§ Aim of the task
Which lines of the listing below contain the string "what"? Return every such line in full.

Items from a labeling collection
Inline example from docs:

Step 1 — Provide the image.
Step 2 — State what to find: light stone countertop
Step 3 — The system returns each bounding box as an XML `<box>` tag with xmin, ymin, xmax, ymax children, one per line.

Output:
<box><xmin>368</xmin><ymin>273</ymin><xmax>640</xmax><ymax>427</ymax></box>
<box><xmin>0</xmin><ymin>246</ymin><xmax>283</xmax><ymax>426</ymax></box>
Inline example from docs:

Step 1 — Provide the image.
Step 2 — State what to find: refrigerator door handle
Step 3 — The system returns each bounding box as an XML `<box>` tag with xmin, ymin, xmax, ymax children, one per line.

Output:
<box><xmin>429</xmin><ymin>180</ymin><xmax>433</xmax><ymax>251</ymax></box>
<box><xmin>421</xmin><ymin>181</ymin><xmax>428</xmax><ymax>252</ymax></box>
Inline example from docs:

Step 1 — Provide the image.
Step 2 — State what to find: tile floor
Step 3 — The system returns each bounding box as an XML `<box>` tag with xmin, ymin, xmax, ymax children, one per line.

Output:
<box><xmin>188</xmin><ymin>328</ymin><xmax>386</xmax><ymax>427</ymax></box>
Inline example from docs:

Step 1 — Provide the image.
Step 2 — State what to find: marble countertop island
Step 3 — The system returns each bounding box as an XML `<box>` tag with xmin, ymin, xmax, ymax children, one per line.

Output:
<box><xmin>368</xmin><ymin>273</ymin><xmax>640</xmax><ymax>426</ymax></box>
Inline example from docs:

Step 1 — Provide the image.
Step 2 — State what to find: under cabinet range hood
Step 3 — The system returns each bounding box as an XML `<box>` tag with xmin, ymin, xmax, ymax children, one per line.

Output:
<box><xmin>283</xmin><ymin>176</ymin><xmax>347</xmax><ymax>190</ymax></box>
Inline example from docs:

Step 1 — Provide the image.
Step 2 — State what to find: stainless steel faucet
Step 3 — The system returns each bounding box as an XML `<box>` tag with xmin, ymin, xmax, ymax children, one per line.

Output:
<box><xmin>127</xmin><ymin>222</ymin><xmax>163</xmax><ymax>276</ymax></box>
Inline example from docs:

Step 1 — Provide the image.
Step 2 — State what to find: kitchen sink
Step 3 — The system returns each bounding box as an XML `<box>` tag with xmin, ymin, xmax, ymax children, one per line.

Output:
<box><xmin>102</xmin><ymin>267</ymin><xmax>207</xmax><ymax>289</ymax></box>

§ Solved problem
Step 2 — State what to find: light stone countertop
Step 2 — State what to find: refrigerator door handle
Step 2 — State what to find: tile floor
Step 2 — State what to find: marble countertop island
Step 2 — State what to find: under cabinet range hood
Step 2 — State what to find: stainless steel faucet
Step 2 — State what to find: kitchen sink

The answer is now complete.